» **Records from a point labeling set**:

.....

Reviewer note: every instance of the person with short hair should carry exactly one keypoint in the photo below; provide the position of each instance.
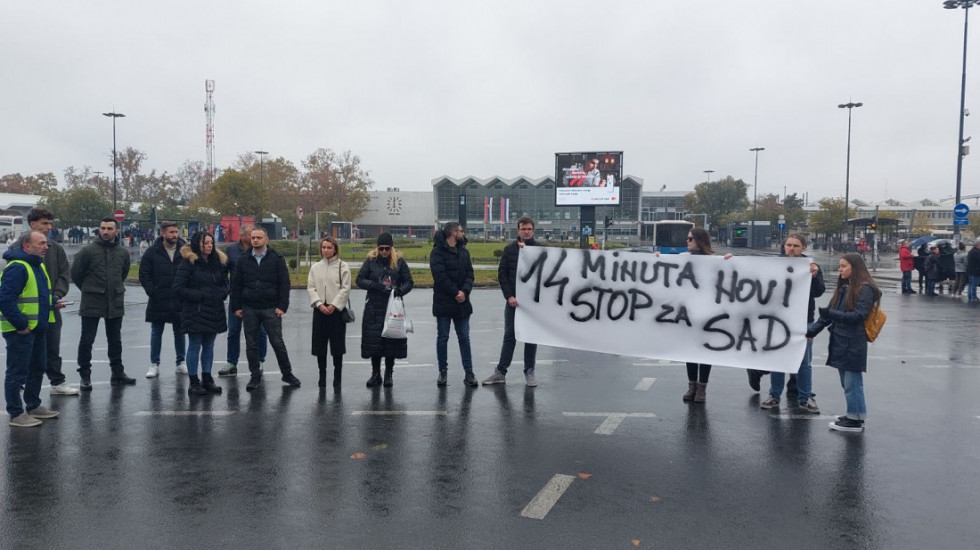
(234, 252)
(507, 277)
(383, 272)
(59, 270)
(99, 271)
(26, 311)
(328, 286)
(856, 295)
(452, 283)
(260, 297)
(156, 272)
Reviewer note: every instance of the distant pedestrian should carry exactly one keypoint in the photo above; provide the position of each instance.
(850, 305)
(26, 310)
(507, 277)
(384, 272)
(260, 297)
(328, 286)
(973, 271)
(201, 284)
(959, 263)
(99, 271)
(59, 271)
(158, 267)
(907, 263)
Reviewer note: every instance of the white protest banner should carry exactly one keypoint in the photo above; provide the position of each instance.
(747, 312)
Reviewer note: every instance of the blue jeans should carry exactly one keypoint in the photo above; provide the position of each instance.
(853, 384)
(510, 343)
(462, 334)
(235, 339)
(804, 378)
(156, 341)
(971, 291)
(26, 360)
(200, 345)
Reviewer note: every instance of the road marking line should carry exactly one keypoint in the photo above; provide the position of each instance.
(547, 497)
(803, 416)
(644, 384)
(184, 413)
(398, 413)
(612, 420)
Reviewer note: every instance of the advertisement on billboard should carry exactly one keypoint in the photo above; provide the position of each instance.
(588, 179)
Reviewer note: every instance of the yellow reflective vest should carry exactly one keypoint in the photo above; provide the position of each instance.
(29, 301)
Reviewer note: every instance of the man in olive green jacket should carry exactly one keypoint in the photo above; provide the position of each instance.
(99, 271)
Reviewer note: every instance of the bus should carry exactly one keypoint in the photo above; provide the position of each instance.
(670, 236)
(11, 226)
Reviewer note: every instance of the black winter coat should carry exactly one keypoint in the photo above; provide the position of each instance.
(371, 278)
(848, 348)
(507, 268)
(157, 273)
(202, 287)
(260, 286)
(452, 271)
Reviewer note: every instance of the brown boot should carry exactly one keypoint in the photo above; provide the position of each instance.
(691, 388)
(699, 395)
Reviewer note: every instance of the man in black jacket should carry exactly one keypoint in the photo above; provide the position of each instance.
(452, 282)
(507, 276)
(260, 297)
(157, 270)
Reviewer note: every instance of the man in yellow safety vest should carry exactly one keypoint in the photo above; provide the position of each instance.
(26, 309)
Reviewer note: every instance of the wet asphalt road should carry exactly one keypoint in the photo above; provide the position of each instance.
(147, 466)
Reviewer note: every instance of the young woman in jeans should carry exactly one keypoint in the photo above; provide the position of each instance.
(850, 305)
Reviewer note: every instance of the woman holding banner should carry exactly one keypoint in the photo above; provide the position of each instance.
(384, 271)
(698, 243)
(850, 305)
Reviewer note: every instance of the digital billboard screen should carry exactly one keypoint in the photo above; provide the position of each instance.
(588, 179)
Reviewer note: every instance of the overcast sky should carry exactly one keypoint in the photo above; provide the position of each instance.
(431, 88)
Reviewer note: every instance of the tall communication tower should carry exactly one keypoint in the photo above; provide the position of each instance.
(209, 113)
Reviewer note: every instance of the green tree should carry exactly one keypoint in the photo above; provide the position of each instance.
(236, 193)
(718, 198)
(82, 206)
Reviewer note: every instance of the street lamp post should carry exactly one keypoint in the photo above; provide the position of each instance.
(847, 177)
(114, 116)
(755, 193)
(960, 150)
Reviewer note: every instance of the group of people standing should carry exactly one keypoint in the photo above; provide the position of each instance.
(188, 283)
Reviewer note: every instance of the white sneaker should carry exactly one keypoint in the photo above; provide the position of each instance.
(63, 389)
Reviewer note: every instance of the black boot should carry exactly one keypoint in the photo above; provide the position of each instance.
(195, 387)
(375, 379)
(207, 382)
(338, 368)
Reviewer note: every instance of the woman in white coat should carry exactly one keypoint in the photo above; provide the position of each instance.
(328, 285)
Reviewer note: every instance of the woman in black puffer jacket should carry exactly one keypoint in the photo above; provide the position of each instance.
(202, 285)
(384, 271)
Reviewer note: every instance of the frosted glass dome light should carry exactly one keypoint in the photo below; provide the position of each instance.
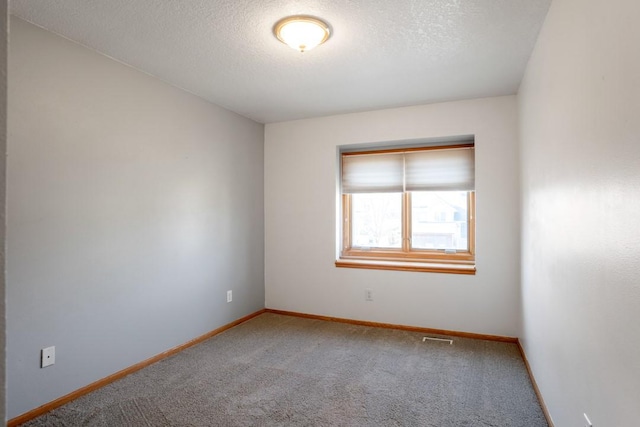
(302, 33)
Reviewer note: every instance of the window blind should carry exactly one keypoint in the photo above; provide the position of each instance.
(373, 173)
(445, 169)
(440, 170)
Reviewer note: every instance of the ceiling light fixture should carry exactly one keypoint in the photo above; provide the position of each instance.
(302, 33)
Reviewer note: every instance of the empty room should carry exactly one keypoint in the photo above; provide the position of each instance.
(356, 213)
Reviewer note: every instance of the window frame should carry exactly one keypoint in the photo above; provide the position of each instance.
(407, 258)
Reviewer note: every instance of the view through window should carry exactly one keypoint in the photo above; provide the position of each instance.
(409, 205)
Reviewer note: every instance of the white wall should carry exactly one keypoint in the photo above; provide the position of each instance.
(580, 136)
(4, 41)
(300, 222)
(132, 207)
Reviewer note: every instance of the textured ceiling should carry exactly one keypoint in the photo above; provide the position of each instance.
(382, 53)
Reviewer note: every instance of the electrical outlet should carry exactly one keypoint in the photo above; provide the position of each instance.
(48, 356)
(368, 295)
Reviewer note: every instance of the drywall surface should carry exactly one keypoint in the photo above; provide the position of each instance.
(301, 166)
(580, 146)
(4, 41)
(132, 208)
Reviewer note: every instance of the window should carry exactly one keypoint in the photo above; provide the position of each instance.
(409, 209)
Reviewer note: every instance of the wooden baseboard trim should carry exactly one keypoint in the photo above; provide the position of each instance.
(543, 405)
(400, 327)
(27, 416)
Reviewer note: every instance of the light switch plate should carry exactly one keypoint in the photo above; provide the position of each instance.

.....

» **Problem description**:
Return all of the records above line for line without changing anything. Leave the pictures out.

» **Response to the exercise**:
Reviewer note: every instance of the person with short hair should carry exactly one keypoint in the photo below; provide the position of each instance.
(234, 252)
(507, 277)
(383, 272)
(59, 270)
(99, 271)
(26, 311)
(328, 286)
(856, 295)
(452, 283)
(260, 297)
(156, 272)
Reviewer note: every instance of the distant pedestrian should carry exactly one keypoint in the photo above; provide the position of each instance.
(850, 305)
(26, 310)
(507, 277)
(384, 272)
(260, 297)
(328, 286)
(973, 271)
(201, 284)
(959, 263)
(99, 271)
(59, 271)
(158, 267)
(907, 263)
Reviewer note: every instance of the white protest banner should carry exactly one keypoint in the photo above; provide the position of each instance.
(747, 312)
Reviewer note: every instance of the blue jeans should carry exactly one keypoint in the photo above; provide the position of each instance.
(853, 384)
(510, 343)
(462, 334)
(235, 339)
(804, 378)
(156, 341)
(971, 291)
(26, 360)
(200, 345)
Reviewer note: every instance of the road marking line should carry exactly one keypoint in the photo above; provide the position of each instance.
(547, 497)
(803, 416)
(644, 384)
(184, 413)
(398, 413)
(612, 420)
Reviewer note: every instance of the advertisement on billboard should carry exactly one keypoint in the photo above; provide the position of each instance.
(588, 179)
Reviewer note: every instance of the yellow reflective vest should carry exactly one keypoint in the photo above; provide the position of each instance.
(29, 301)
Reviewer note: every instance of the man in olive green jacket should carry exactly one keypoint in the photo above; provide the position of each instance.
(99, 271)
Reviewer note: every instance of the bus should carry exactly one keypoint in the photo above; provide the position of each instance.
(670, 236)
(11, 226)
Reviewer note: every instance of the black winter coat should carry exactly one keypoint in the photo above; provide the position of each instance.
(371, 278)
(848, 348)
(507, 268)
(157, 273)
(202, 287)
(260, 286)
(452, 271)
Reviewer note: every instance of the brown boot should carry exactly one keypoint in the photo above; provide the position of each instance.
(691, 388)
(699, 395)
Reviewer note: every instance of the man in black jacket should carry exactly one keypoint in the photo above; provide the position of each instance.
(452, 282)
(507, 276)
(260, 297)
(157, 270)
Reviewer note: every instance of the man in yellow safety vest should carry exactly one keypoint in the photo above; provide the position of each instance.
(26, 309)
Reviewer note: every instance of the wet asphalt road should carry exactly one keypoint in the photo above; provide the position of each instance.
(147, 466)
Reviewer note: every instance of the young woman in jeans should carry exactly one keypoint in the photo above; provide the position of each instance.
(850, 305)
Reviewer note: every instance of the woman holding banner should carry exactly one keypoint in the photo above; provide the position of each instance.
(384, 271)
(698, 243)
(850, 305)
Reviewer note: every instance of the digital billboard screen should carry exactly one keypoint in the photo above; provide the position of each instance.
(588, 179)
Reviewer note: every instance of the overcast sky should carry exactly one keypoint in the photo above; provide the position of each instance.
(431, 88)
Reviewer note: every instance of the tall communication tower should carry exactly one keypoint in the photo above; provide the position of each instance.
(209, 113)
Reviewer note: every instance of the green tree should carry exactly one keypoint in the photo above; provide the position of each instance.
(236, 193)
(718, 198)
(82, 206)
Reviewer note: every instance of the street lamp post should carry exactly one keypoint in the photo above; provide the position of each instance.
(847, 177)
(114, 116)
(755, 193)
(960, 150)
Reviewer note: every instance of the group of people standing should carry exactly one keypoint in the photo above; provide the position of each instance.
(188, 283)
Reviewer note: every instance of the white sneaker should carry exactly one keypoint in the photo above; provide the position of each instance.
(63, 389)
Reviewer note: every instance of the black boot should carry exactly one keypoint in the photo above; provide the position of each instance.
(195, 387)
(375, 379)
(207, 382)
(338, 368)
Reviewer note: every instance of the woman in white coat should carry exactly one keypoint in the photo above; provide the position of each instance.
(328, 285)
Reviewer note: every instance of the woman in black puffer jacket should carry exactly one keypoint in the photo above; provide the position of each instance.
(202, 285)
(384, 271)
Reviewer note: every instance of the frosted glass dome light should carry exactly one keypoint in the photo below; provide the position of each instance.
(302, 33)
Reviewer note: every instance of the window blind should carry exactly one keypoint in the photo above; provide the position of each instance.
(373, 173)
(445, 169)
(440, 170)
Reviewer note: every instance of the ceiling light fixture should carry exactly one keypoint in the photo above; provide the position of each instance.
(302, 33)
Reviewer note: every instance of the empty room should carry exactly one keypoint in the photo above; provide the position of each instance.
(356, 213)
Reviewer note: every instance of the window frame should carry exactly one keypoint in the photo above; provide the position of each instance.
(407, 258)
Reviewer note: every instance of the view through window should carry exactly one keypoint in the photo above; provide the position of each instance.
(409, 205)
Reviewer note: every instance of the white wall should carry exactly one keypoint in the photo above; provide the position of each instance.
(580, 136)
(4, 41)
(300, 222)
(132, 207)
Reviewer note: every instance of the textured ceiling should carry exactly one keypoint in the photo above; provide the position of each instance.
(382, 53)
Reviewer note: every instance of the electrical outlet should carry exactly one keypoint in the photo above; provide the position of each instance.
(48, 356)
(368, 295)
Reviewer note: every instance of the drywall surface should carry exactly one keypoint in the photo above; provide the position of each instance.
(301, 166)
(580, 146)
(4, 41)
(132, 208)
Reviewer note: every instance of the window should carry exactly one keypoint in the photo above; provide the position of each instance.
(409, 209)
Reviewer note: every instance of the wooden baseboard trim should carry exactly one keypoint in the photo above; provide the position of each instance.
(543, 405)
(400, 327)
(27, 416)
Reviewer note: every instance of the light switch plate should carry exactly one keypoint in the photo above; provide the position of each instance.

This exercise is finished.